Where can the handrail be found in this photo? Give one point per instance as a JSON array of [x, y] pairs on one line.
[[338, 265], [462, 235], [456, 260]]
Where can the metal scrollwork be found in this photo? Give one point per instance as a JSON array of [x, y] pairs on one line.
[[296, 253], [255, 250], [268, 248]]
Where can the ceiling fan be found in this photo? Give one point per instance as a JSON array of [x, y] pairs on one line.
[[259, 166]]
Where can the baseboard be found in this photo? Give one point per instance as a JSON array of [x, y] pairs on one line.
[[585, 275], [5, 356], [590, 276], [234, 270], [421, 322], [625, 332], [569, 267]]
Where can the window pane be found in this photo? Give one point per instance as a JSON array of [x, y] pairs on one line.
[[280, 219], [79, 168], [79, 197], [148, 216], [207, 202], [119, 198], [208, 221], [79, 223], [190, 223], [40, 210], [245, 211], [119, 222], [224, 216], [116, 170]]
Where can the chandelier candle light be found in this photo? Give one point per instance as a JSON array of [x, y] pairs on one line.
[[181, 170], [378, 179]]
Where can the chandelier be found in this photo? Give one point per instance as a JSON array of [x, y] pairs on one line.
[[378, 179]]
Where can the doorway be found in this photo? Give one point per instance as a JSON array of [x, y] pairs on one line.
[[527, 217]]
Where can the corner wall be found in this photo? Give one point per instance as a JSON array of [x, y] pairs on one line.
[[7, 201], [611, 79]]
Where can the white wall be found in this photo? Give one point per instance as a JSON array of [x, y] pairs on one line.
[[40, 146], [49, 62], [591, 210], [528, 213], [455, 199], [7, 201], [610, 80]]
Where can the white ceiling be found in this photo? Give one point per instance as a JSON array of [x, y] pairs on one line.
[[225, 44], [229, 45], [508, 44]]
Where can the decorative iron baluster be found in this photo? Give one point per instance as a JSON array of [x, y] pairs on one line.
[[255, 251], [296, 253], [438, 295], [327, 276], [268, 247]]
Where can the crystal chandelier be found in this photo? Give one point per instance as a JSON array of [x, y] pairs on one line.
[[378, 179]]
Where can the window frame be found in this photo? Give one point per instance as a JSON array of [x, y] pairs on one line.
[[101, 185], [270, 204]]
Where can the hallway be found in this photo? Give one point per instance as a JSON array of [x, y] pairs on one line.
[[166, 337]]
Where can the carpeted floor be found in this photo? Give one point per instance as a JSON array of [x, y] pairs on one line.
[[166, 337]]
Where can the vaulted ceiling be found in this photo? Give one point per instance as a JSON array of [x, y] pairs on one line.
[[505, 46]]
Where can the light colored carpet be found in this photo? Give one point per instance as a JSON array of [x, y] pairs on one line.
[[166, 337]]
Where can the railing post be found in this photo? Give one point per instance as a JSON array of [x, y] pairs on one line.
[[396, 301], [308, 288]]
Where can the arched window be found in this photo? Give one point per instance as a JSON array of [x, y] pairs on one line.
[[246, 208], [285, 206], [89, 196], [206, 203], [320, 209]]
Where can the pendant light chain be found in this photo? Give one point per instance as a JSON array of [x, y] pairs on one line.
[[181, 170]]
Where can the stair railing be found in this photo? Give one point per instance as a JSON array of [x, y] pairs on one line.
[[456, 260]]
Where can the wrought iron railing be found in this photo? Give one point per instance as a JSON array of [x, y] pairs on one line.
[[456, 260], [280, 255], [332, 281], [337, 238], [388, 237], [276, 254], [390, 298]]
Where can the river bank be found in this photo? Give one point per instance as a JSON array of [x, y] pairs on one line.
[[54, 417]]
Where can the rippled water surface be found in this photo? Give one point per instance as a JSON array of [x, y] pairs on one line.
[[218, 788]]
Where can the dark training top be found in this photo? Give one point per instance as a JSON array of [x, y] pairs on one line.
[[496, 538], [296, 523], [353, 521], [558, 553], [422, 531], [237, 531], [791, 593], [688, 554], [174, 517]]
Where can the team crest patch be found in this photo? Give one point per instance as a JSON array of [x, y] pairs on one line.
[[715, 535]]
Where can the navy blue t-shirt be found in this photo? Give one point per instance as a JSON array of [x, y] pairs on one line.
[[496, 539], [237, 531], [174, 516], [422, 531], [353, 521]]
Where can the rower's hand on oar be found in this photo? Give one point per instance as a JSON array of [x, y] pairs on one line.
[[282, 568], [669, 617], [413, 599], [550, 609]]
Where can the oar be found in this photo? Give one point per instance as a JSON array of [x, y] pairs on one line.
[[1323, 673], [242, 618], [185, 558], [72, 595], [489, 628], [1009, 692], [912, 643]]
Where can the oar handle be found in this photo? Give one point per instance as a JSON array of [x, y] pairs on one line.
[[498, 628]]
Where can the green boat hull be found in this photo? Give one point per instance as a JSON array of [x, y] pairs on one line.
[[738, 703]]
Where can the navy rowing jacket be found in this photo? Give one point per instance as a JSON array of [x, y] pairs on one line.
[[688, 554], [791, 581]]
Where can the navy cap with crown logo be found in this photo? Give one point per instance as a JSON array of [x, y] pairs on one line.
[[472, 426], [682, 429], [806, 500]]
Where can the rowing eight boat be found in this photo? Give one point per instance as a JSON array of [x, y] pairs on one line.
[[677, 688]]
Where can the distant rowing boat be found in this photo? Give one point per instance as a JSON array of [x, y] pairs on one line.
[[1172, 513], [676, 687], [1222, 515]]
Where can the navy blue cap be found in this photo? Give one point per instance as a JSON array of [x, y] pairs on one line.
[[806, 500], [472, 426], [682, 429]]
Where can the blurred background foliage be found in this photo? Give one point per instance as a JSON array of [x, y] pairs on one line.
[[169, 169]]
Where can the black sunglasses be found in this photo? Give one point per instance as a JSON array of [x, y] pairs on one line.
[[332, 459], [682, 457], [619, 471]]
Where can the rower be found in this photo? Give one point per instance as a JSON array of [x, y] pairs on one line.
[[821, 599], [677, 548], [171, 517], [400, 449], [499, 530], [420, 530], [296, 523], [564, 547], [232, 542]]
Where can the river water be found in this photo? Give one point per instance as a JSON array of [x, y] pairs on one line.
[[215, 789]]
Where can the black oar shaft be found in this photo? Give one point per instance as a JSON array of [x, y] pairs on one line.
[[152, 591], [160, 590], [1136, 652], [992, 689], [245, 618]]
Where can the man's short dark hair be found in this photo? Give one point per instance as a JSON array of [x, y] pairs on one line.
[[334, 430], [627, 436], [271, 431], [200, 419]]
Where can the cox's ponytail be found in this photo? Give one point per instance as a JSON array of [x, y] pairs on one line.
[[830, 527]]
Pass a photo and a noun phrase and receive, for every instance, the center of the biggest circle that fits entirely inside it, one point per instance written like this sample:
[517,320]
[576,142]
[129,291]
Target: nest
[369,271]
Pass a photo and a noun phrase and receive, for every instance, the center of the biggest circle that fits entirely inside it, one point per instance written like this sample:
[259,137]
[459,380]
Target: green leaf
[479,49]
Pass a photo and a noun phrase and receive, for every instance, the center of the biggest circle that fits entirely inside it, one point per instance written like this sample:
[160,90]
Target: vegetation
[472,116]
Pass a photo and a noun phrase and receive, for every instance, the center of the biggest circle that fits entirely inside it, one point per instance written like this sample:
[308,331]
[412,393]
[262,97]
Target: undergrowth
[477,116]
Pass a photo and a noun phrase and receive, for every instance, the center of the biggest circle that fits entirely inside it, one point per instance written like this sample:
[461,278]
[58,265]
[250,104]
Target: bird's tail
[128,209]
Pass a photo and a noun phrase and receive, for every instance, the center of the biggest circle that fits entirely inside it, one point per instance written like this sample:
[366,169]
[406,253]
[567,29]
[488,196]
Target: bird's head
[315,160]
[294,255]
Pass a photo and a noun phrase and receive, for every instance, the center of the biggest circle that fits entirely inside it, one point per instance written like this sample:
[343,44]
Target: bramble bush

**********

> _Assignment_
The records above must be retyped in full, exactly.

> _Result of the task_
Where can the handrail be found in this photo? Give one point per instance as a JSON array of [x, y] pairs on one line.
[[338, 265], [462, 235], [456, 260]]
Where can the metal scrollwork be found in this photo? Give one point per instance as a JSON array of [x, y] pairs on one line.
[[296, 253], [255, 250], [268, 248]]
Where can the ceiling fan be found in this photo? Give one point per instance as a JSON array of [x, y] pairs on one line.
[[259, 166]]
Where can the baseboard be found in this photo? Give one point per instance as a JSON array of [x, y] pairs on one line.
[[585, 275], [5, 356], [590, 276], [234, 270], [421, 322], [625, 332], [569, 267]]
Where can the window pane be found in this photo? Give one point per instance as a JSON array of [x, y] pairs on one line.
[[280, 219], [79, 168], [79, 197], [148, 216], [207, 202], [119, 198], [208, 221], [79, 223], [190, 223], [40, 210], [245, 211], [119, 222], [224, 216], [116, 170]]
Where can the chandelier candle light be found in this photo? Give one point per instance as a JSON array of [x, y] pairs on one line.
[[181, 170], [378, 179]]
Where can the chandelier be found in this photo? Give one point per instance as a JSON array of [x, y] pairs on one line.
[[378, 179]]
Where can the doorway be found in this photo? Give one point per instance as a JSON array of [x, y] pairs on one line.
[[527, 217]]
Where can the corner wall be found in this photo? Give one point per instance as a JSON array of [x, y] pairs on one line.
[[7, 201], [611, 79]]
Where can the white wall be found in this photo? Give one point per instance as a JSON array of [x, y] pairs on one line.
[[40, 146], [49, 62], [591, 210], [528, 213], [455, 199], [7, 201], [610, 80]]
Where can the white ceiling be found in this photo? Give one point per instance as a JSON array of [x, y] pairs on one line.
[[225, 44], [229, 45], [508, 44]]
Where can the decorative iron baluster be found in this photo? Give one point per instance as a JSON array of [x, y] pairs on one line.
[[255, 251], [296, 253], [438, 295], [327, 276], [268, 247]]
Where can the crystal chandelier be found in this photo? Give one point per instance as a JSON array of [x, y] pairs on one line.
[[378, 179]]
Where can the window frame be found in this photo? Give one point per instance as a JSON array of [x, y] pairs on one line.
[[101, 185], [270, 204]]
Where can the hallway be found in this photo? Give one point per instance as a JSON array of [x, y] pairs on one line.
[[166, 337]]
Where can the carpeted floor be found in this photo? Give one point per instance as a JSON array of [x, y] pairs on one line.
[[166, 337]]
Where can the vaulted ceiling be found in this photo? Give one point per instance as a JSON array of [x, y] pairs on one line.
[[505, 46]]
Where can the light colored carpet be found in this photo? Give one point per instance as a JSON array of [x, y] pairs on one line.
[[166, 337]]
Where can the railing post be found in this photo? Give one point per instance as a JSON array of [x, y] pairs on one line.
[[396, 301], [308, 288]]
Where can the arched window be found in this photo? Give one point per instance as a JSON array of [x, y] pairs on one line.
[[246, 208], [285, 206], [89, 196], [206, 203], [320, 209]]
Where can the pendant light chain be found in this photo? Give one point per instance as a JSON array of [x, y] pairs on one line.
[[181, 170]]
Where can the stair railing be found in this photo? Give one point per instance as a JSON array of [x, y] pairs on one line.
[[456, 260]]
Where can the wrought iron railing be found in this photo? Give one point per instance as a JSON array of [x, y] pairs on one line.
[[456, 260], [280, 255], [332, 281], [337, 238], [388, 237], [276, 254], [390, 298]]
Where can the river bank be found in this photo? Give one point per instance as a JSON array of [x, y] pairs on one line.
[[54, 417]]
Where can the rippled water surface be found in this photo? Give one point per instance as a JSON array of [x, y] pairs on one line.
[[218, 788]]
Where can the dark training top be found in this photo? Give one point per instance as a JSON array of [x, y] pairs on one line.
[[496, 538], [296, 523], [353, 521], [558, 553], [422, 531], [237, 531], [791, 593], [688, 554], [174, 517]]
Where can the team crest patch be found in this photo? Give one point per instance as a JSON array of [x, y] pairs on one line.
[[715, 535]]
Where can the navy blue t-shirt be found in this photo? Give one point per instance as a JSON array of [x, y] pairs on one line.
[[496, 539], [237, 531], [174, 516], [422, 531], [353, 521]]
Where can the rower's hand on oar be found in this photo? Give one point per instance as a JSON array of [x, y] pairs on one line.
[[282, 568], [669, 617], [413, 599], [550, 609]]
Where can the oar be found in this photo? Give one point per instance as a JSON array of [x, y] pairs on one line.
[[1323, 673], [242, 618], [185, 558], [72, 595], [489, 628], [1009, 692], [912, 643]]
Where can the oar handle be found in this photo? Give one point per instance as a JSON array of [x, y] pairs on one line.
[[498, 628]]
Where can the green boat hull be found in this photo? Give one point per instance as a JSON array of [x, y] pairs on one line.
[[738, 703]]
Where can the navy rowing jacket be found in this photo? Give one point per instance as a JSON array of [x, y] pairs on one line.
[[688, 554], [791, 581]]
Where can the navy cap with crown logo be found in this photo? Give one point per instance as a JSON array of [x, y] pairs on one line.
[[472, 426], [682, 429], [806, 500]]
Where can the rowing eight boat be found in this photo? Give one point per instance as a JSON array of [x, y] pairs on one line.
[[677, 688]]
Where can the distant rowing boat be found in this photo? Give one point per instance as a JSON array of [x, y] pairs on one line.
[[1172, 513], [676, 687], [1222, 515]]
Where can the navy blue cap be found in this photo? Give one point per instance as a JSON array of [x, y] pairs on one line.
[[806, 500], [472, 426], [682, 429]]
Where can the blurred background foliage be found in this photo? Give one point per instance as a JSON array of [x, y] pairs on one line.
[[169, 169]]
Where can the black sunglasses be found in this photo? Give one point per instance as a JSON array of [x, y] pairs on one line.
[[332, 459], [682, 457], [619, 471]]
Where can the rower be found in this photo? Give one point per instance as a JSON array of [x, y] pairs on one line.
[[821, 599], [677, 548], [171, 517], [400, 449], [499, 530], [420, 530], [296, 523], [564, 547], [232, 542]]
Where can the river water be found in this photo? Give one point per instance as a JSON array of [x, y] pairs on one line.
[[215, 789]]
Where can the black oar shaft be found in this photo? Give one point per instance as a JSON array of [x, y] pairs on one line.
[[152, 591], [160, 590], [1136, 652], [992, 689], [245, 618]]
Where can the man's short dark hair be found in this photo? Give one point per instance as a JSON array of [x, y] pairs on one line.
[[334, 430], [627, 436], [271, 431], [200, 419]]
Where can the cox's ponytail be found in this photo? Give one point per instance as a JSON array of [x, y] pairs on one line.
[[830, 527]]
Pass a photo and a noun phrase and receive, for every instance, the center of the biggest circle that fits entirely inside it, one point per instance written like this sample:
[517,320]
[576,142]
[129,291]
Target: nest
[369,271]
Pass a photo and a noun phrase and receive, for every instance, the center of the biggest circle that fits entirely inside it, one point per instance written like this sample:
[259,137]
[459,380]
Target: green leaf
[479,49]
Pass a photo and a noun phrase and receive, for every instance, the center of the biggest circle that fits entirely inside it, one point per instance written like this sample:
[160,90]
Target: vegetation
[472,116]
Pass a photo and a noun phrase and receive, for every instance, the center of the biggest circle that fits entirely inside it, one point per instance written like this sample:
[308,331]
[412,393]
[262,97]
Target: undergrowth
[477,116]
Pass a photo and a noun phrase and receive, for every instance, the center of the biggest circle that fits entirely inside it, one point per instance written like this sample:
[461,278]
[58,265]
[250,104]
Target: bird's tail
[128,209]
Pass a photo and a noun phrase and receive, for every instance, the center of the biggest circle that fits entirely inside it, one point per instance written like this sample:
[366,169]
[406,253]
[567,29]
[488,196]
Target: bird's head
[315,160]
[294,255]
Pass a photo and a noun phrase and receive, for every instance, the center of the biggest circle that fits entirely inside it, one point per instance written like this sample:
[343,44]
Target: bramble bush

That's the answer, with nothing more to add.